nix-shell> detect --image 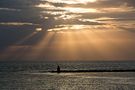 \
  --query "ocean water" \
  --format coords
[0,62,135,90]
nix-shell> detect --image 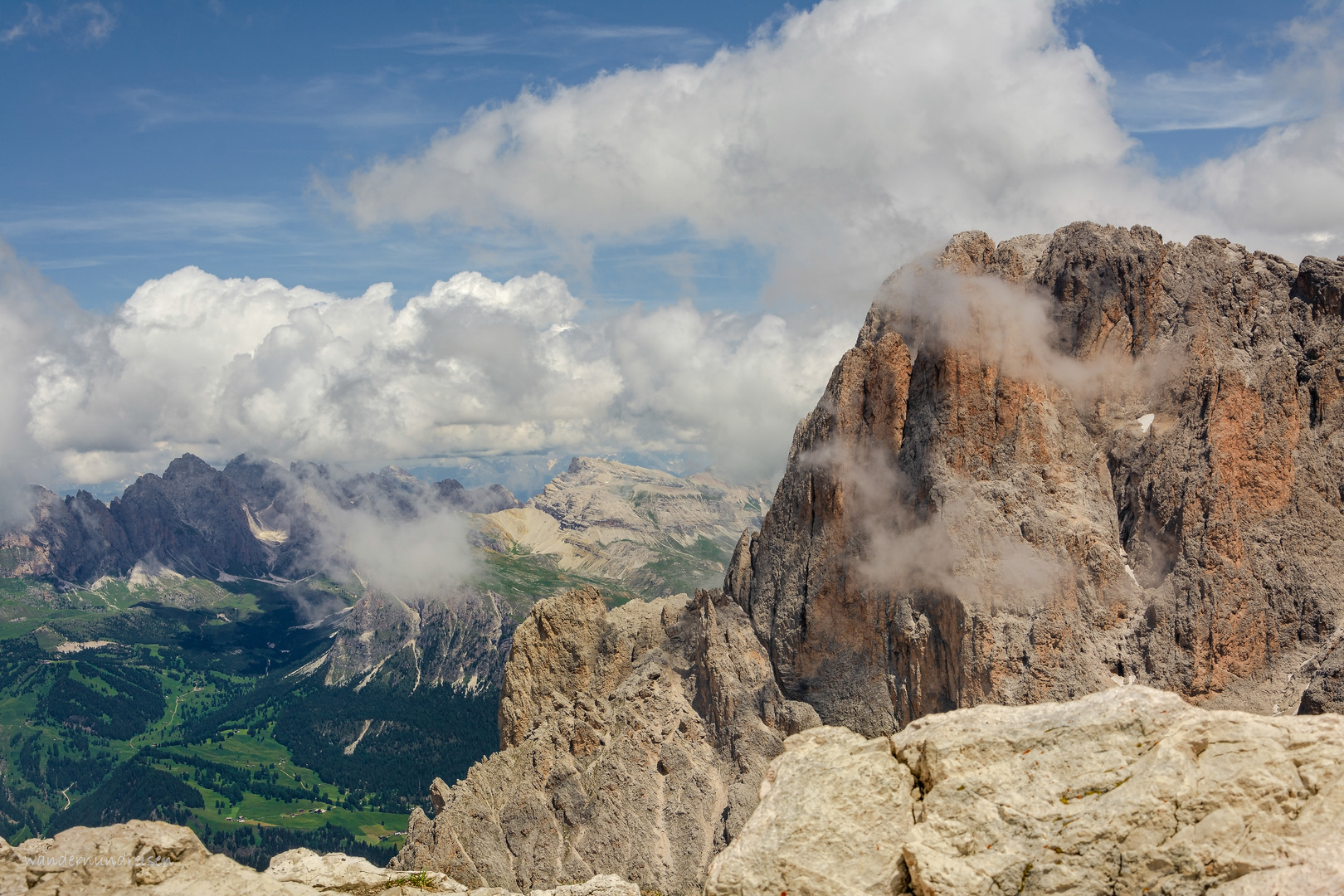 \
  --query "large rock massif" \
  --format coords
[0,454,519,586]
[394,588,820,894]
[0,821,640,896]
[477,457,769,595]
[726,223,1344,736]
[704,685,1344,896]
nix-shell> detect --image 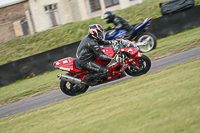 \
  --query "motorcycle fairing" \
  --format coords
[53,57,86,73]
[94,47,115,66]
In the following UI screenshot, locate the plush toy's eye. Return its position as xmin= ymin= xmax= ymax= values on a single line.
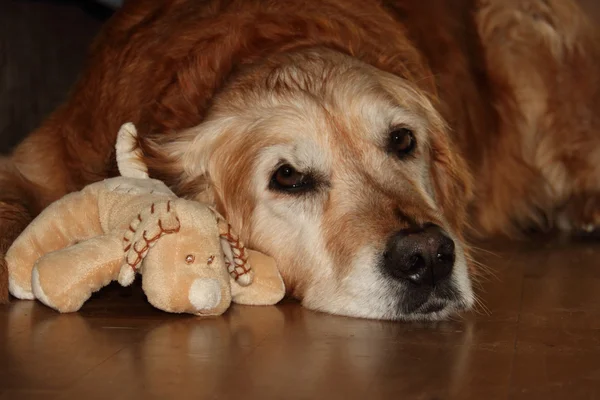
xmin=388 ymin=128 xmax=417 ymax=158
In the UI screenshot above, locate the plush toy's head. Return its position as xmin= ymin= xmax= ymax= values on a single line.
xmin=119 ymin=199 xmax=252 ymax=315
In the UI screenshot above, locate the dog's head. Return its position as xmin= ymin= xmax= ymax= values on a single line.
xmin=148 ymin=49 xmax=474 ymax=319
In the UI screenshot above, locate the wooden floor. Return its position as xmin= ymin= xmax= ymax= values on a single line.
xmin=0 ymin=242 xmax=600 ymax=400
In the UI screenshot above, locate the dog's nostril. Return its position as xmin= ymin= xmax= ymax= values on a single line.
xmin=384 ymin=225 xmax=455 ymax=286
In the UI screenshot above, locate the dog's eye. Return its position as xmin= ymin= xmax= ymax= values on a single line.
xmin=389 ymin=128 xmax=417 ymax=157
xmin=269 ymin=164 xmax=314 ymax=192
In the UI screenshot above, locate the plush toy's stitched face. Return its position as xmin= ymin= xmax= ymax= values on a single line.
xmin=157 ymin=50 xmax=473 ymax=319
xmin=143 ymin=200 xmax=231 ymax=315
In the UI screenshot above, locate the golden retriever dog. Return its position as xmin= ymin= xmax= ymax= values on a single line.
xmin=0 ymin=0 xmax=600 ymax=320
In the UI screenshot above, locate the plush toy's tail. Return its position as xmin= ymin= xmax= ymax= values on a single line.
xmin=116 ymin=122 xmax=148 ymax=179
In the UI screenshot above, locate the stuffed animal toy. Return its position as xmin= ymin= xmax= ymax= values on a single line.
xmin=6 ymin=124 xmax=285 ymax=315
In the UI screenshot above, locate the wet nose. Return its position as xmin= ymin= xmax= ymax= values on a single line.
xmin=384 ymin=225 xmax=455 ymax=286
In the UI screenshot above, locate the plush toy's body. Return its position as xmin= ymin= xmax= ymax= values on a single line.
xmin=6 ymin=126 xmax=285 ymax=315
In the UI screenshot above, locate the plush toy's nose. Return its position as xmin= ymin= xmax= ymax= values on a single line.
xmin=188 ymin=278 xmax=221 ymax=311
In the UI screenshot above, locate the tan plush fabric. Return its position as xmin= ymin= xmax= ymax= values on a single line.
xmin=6 ymin=177 xmax=285 ymax=315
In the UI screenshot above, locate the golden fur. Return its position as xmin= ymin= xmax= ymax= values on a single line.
xmin=0 ymin=0 xmax=600 ymax=319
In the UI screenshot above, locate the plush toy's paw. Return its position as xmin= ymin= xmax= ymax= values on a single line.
xmin=558 ymin=193 xmax=600 ymax=239
xmin=8 ymin=274 xmax=35 ymax=300
xmin=231 ymin=250 xmax=285 ymax=306
xmin=104 ymin=177 xmax=175 ymax=197
xmin=188 ymin=278 xmax=221 ymax=312
xmin=118 ymin=264 xmax=135 ymax=286
xmin=31 ymin=267 xmax=56 ymax=309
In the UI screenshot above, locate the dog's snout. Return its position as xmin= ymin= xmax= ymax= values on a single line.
xmin=384 ymin=225 xmax=455 ymax=286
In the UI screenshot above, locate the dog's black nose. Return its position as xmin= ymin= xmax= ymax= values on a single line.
xmin=384 ymin=225 xmax=454 ymax=286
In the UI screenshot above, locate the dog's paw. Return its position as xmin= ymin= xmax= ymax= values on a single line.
xmin=557 ymin=193 xmax=600 ymax=239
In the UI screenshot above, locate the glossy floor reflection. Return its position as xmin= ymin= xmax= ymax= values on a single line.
xmin=0 ymin=239 xmax=600 ymax=400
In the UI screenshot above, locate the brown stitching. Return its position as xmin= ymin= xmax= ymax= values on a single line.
xmin=220 ymin=224 xmax=251 ymax=281
xmin=125 ymin=217 xmax=181 ymax=270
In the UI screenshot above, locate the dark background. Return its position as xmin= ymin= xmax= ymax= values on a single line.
xmin=0 ymin=0 xmax=600 ymax=155
xmin=0 ymin=0 xmax=111 ymax=154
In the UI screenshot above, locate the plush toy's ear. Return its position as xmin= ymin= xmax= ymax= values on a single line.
xmin=116 ymin=122 xmax=149 ymax=179
xmin=119 ymin=200 xmax=181 ymax=286
xmin=210 ymin=207 xmax=254 ymax=286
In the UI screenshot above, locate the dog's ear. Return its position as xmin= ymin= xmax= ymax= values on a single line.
xmin=139 ymin=122 xmax=229 ymax=205
xmin=431 ymin=129 xmax=473 ymax=233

• • • • • • •

— Given exercise —
Turn the stretch of data from the line containing "In the UI screenshot above, locate the stuffed" through the line containing "xmin=6 ymin=177 xmax=285 ymax=315" into a Markdown table with the columns Row and Line. Number each line in order and leave out any blank lines.

— Response to this exercise —
| Row | Line |
|---|---|
| 1 | In the UI screenshot above, locate the stuffed animal toy. Return its position as xmin= ymin= xmax= ymax= values on a single line. |
| 2 | xmin=6 ymin=124 xmax=285 ymax=315 |
| 3 | In the UI screenshot above, locate the wet nose. Return its position as xmin= ymin= xmax= ymax= values on a single line. |
| 4 | xmin=384 ymin=225 xmax=455 ymax=286 |
| 5 | In the UI screenshot above, locate the plush toy's body. Return its position as xmin= ymin= xmax= ymax= values on a single line. |
| 6 | xmin=6 ymin=126 xmax=285 ymax=315 |
| 7 | In the UI screenshot above, locate the plush toy's nose. Return its position as xmin= ymin= xmax= ymax= values on a single line. |
| 8 | xmin=188 ymin=278 xmax=221 ymax=311 |
| 9 | In the UI screenshot above, locate the tan plush fabric. Return its position as xmin= ymin= xmax= ymax= values on a single line. |
| 10 | xmin=6 ymin=177 xmax=285 ymax=315 |